Segment Start: Input data

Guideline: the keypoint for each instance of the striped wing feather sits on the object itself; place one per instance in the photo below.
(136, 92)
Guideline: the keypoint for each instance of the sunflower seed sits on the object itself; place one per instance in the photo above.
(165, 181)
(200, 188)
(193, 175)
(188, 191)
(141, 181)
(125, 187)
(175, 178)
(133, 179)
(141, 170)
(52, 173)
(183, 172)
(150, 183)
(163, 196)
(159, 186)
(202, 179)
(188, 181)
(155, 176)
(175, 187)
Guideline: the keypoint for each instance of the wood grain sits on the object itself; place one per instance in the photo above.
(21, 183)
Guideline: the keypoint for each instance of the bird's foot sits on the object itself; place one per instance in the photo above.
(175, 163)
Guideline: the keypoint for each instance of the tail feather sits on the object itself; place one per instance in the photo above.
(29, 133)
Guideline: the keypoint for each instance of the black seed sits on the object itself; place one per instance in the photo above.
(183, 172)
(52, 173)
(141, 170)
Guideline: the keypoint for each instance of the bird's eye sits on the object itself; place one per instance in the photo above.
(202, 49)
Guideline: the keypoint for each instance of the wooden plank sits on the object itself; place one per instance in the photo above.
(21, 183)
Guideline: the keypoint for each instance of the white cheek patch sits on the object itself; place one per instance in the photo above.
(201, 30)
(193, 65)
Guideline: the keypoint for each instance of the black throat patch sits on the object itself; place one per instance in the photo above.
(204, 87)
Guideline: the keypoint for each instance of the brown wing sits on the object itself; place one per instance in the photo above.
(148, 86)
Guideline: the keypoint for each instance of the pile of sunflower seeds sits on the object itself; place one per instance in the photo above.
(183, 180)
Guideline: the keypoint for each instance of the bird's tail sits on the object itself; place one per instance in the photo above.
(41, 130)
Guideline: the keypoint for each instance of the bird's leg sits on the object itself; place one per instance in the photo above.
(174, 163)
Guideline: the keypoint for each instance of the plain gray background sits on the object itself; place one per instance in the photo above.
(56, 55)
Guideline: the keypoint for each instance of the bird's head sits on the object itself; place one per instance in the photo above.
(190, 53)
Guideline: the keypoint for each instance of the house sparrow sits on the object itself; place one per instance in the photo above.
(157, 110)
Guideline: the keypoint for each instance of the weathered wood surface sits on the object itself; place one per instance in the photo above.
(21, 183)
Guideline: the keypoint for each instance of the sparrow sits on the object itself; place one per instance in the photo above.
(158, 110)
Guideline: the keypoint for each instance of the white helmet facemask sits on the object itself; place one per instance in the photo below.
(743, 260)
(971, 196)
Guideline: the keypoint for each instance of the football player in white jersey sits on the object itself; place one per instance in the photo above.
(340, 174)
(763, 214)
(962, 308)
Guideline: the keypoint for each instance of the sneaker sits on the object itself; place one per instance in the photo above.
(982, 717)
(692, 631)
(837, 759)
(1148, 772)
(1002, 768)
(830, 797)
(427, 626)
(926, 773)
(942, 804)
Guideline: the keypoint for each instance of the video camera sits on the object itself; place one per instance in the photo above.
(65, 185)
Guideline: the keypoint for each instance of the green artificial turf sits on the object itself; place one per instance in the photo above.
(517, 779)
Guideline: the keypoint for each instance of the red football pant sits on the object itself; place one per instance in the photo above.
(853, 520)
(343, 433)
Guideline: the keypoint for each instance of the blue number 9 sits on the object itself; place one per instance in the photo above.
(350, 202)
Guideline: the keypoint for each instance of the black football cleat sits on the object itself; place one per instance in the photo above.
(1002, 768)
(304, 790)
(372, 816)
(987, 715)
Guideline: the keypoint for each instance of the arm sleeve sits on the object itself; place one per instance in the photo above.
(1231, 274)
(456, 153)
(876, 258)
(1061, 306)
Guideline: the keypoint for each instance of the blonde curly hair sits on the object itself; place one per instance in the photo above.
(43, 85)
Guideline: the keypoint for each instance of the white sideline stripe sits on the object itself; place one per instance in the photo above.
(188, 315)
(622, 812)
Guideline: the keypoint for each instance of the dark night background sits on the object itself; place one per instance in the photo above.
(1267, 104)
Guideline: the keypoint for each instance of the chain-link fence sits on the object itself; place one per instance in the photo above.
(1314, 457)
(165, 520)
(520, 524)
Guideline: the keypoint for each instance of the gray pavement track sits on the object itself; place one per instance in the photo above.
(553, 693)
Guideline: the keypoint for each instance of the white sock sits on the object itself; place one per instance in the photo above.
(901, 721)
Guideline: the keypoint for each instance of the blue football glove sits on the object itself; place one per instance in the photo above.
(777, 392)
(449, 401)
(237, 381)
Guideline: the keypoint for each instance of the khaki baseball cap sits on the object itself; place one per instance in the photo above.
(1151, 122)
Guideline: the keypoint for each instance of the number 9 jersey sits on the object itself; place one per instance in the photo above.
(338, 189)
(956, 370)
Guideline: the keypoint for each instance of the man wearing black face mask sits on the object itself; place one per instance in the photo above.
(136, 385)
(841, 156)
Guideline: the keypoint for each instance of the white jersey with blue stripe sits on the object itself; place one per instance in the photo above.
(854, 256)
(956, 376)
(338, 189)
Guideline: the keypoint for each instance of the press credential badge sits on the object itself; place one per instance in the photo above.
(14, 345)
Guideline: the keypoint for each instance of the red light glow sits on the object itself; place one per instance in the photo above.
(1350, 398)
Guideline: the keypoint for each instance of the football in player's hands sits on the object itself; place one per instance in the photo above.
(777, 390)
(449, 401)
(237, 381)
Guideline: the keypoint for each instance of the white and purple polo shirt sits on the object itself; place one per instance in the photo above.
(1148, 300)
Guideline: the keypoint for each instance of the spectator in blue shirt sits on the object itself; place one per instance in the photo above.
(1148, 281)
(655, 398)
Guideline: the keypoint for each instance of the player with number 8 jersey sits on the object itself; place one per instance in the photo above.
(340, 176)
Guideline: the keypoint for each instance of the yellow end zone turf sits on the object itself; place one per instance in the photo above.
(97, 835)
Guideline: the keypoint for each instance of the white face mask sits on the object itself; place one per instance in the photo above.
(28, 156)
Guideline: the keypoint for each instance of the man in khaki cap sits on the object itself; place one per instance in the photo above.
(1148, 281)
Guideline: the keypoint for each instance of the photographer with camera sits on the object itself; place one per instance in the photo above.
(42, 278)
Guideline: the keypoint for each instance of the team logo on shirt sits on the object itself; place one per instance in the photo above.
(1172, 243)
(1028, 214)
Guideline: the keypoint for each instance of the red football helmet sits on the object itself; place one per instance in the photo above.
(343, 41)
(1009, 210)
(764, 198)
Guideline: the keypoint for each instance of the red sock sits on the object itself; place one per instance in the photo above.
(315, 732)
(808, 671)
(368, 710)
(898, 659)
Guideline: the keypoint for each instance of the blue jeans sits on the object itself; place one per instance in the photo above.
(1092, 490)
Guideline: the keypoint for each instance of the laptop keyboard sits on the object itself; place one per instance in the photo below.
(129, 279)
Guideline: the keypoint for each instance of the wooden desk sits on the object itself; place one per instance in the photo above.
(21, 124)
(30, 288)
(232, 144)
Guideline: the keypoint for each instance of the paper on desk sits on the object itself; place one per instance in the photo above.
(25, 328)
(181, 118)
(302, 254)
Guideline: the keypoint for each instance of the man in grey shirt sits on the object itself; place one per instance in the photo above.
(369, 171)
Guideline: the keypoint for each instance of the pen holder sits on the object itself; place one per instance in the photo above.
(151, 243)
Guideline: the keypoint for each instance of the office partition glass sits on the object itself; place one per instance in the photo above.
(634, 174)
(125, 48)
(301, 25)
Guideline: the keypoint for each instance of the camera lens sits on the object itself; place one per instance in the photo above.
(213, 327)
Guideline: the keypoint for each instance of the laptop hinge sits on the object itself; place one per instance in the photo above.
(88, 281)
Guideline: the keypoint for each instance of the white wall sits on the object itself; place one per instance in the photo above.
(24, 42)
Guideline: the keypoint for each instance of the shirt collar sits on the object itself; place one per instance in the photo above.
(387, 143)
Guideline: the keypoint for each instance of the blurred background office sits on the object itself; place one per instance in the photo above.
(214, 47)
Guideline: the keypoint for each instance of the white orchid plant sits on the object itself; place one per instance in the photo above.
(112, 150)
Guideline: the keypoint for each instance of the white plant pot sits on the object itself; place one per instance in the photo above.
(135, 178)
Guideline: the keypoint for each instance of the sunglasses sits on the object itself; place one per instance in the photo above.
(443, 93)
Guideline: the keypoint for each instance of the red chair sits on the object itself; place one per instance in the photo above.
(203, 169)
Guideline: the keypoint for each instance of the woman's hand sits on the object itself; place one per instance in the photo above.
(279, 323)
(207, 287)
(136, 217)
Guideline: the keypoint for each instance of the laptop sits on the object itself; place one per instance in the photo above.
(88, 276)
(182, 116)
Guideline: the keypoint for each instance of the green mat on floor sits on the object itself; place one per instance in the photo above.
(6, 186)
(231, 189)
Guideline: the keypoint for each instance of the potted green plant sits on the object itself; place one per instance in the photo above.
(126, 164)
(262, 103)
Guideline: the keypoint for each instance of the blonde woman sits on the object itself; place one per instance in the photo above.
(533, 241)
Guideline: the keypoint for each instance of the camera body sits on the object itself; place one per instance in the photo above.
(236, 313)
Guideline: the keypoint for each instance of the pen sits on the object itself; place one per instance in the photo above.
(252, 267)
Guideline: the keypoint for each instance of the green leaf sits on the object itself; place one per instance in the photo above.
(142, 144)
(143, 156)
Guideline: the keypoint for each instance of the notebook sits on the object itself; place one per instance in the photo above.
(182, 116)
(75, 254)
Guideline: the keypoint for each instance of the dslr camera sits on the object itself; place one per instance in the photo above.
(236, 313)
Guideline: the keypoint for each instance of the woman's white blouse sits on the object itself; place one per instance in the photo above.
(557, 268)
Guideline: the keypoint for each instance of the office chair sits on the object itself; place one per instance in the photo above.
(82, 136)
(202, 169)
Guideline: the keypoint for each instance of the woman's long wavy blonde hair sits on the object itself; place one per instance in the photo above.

Segment End: Input data

What the exercise asks:
Give back, word for word, the lines from the one with "Guideline: the keypoint for each instance of the dslr" through the last line of the entries, both included, and no other line.

Response box:
Guideline: the keypoint for each instance of the dslr camera sits on the object itself; place one per instance in the photo above.
(236, 313)
Guideline: the keypoint for each instance of the woman's white blouse sits on the object itself; place one per instance in the photo above.
(557, 268)
Guideline: the keypoint for each instance of the office chair sits on the object itself; place one per instance in the photo above.
(82, 136)
(202, 169)
Guideline: the keypoint for each instance of the woman's long wavy blonde hair sits on the object itself; place one per instance in the photo above.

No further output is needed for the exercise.